EXERCISE DIRECTIONS >>
This exercise needs the complete data reproduced exactly.
=== DATA UNDER STUDY ===
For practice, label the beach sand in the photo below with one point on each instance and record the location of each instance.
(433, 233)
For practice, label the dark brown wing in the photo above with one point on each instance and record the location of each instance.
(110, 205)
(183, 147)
===
TASK RESULT >>
For practice, label the beach sand in the photo below with one point on each instance and record the location of each instance.
(433, 233)
For practice, label the dark brown wing in the photo above with one point on each instance and record the location of each instance.
(110, 205)
(183, 147)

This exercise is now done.